Stored data entries
*** Block opens ***

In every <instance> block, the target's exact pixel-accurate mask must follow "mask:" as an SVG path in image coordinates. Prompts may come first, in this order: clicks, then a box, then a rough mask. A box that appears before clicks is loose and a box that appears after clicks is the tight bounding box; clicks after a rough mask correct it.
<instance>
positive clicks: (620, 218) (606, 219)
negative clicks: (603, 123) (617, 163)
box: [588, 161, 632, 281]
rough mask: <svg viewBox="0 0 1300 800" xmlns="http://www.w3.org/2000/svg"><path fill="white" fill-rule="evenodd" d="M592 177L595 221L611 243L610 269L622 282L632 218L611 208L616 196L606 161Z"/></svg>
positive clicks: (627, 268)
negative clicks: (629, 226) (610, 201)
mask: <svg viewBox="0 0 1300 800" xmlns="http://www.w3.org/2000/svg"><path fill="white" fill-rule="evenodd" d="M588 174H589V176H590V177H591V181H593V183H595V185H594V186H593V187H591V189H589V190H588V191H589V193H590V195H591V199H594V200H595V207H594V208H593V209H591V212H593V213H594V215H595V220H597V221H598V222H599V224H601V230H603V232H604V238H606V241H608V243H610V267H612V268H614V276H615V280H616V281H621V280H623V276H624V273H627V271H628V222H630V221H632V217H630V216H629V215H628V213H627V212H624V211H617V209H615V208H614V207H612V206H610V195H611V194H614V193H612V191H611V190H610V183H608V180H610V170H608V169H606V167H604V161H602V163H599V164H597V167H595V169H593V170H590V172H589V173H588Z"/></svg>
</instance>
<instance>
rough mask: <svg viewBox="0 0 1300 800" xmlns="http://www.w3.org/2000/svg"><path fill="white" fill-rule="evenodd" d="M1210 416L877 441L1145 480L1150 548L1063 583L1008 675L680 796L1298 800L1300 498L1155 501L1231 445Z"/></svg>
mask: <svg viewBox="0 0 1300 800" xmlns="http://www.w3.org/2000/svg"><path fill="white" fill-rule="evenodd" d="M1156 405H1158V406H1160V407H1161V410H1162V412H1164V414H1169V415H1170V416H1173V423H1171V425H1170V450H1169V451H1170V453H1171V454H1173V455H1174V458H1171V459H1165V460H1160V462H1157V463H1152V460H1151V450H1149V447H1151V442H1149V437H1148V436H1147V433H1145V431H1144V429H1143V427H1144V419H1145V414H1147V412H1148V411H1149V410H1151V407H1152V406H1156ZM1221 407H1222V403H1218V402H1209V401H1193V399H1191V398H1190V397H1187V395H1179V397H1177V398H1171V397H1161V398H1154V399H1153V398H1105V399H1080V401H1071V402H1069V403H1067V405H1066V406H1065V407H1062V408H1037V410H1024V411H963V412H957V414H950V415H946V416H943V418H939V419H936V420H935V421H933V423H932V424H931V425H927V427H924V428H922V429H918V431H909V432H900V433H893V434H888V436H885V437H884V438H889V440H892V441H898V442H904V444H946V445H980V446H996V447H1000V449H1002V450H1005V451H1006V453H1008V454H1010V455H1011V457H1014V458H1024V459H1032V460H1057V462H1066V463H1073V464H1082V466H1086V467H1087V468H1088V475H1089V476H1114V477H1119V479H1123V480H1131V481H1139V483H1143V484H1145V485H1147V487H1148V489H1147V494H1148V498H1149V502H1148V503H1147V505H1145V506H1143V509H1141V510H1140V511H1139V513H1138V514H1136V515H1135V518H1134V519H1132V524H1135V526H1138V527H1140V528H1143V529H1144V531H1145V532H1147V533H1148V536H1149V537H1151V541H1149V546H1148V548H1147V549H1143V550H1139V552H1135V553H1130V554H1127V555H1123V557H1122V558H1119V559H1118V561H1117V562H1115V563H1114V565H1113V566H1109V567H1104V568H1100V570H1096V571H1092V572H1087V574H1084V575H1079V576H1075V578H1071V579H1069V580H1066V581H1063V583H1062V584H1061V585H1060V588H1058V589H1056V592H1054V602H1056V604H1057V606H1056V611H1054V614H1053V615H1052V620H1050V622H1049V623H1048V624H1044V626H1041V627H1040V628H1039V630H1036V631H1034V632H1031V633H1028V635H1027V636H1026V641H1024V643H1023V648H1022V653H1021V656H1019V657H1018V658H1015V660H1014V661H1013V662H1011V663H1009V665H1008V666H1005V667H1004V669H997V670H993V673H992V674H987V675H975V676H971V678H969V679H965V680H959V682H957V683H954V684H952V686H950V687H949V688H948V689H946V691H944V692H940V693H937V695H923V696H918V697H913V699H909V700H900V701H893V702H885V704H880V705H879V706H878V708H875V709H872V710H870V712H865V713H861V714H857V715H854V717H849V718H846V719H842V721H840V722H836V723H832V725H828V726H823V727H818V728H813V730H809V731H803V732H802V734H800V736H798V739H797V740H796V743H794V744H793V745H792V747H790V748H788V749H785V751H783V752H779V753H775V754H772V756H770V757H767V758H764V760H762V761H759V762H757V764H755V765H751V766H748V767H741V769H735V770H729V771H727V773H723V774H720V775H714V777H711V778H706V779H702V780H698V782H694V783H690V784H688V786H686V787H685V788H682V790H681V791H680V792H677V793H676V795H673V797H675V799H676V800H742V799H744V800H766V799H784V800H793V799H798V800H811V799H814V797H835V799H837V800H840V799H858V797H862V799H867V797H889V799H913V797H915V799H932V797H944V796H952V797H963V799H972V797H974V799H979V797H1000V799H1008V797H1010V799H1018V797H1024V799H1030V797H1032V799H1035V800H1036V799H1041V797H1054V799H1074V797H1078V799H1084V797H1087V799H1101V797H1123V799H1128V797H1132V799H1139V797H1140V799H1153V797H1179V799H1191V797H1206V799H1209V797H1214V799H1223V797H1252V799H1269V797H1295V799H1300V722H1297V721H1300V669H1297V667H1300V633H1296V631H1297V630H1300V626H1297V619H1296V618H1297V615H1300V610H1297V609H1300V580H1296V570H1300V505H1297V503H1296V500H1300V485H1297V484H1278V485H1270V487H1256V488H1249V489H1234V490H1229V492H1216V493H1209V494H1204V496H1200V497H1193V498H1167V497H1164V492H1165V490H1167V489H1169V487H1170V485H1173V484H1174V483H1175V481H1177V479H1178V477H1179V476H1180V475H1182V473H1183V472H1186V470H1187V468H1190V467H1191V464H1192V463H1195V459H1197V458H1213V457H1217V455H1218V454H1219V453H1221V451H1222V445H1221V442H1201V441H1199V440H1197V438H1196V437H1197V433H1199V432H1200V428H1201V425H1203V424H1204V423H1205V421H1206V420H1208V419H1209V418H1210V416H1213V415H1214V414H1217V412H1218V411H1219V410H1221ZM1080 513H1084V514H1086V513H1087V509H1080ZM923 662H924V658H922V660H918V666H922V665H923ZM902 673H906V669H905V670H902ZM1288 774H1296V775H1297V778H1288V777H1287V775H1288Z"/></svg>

*** Block closes ***

■ TASK BRIEF
The range runs from the line above containing "negative clicks: (603, 123) (617, 163)" to the line containing "positive clicks: (627, 268)", inclusive. Restate those lines word for word and no others.

■ ANSWER AREA
negative clicks: (603, 123) (617, 163)
box: [588, 161, 632, 281]
rough mask: <svg viewBox="0 0 1300 800" xmlns="http://www.w3.org/2000/svg"><path fill="white" fill-rule="evenodd" d="M592 177L595 221L611 243L610 269L622 282L632 218L611 208L616 196L606 161Z"/></svg>
positive clicks: (627, 268)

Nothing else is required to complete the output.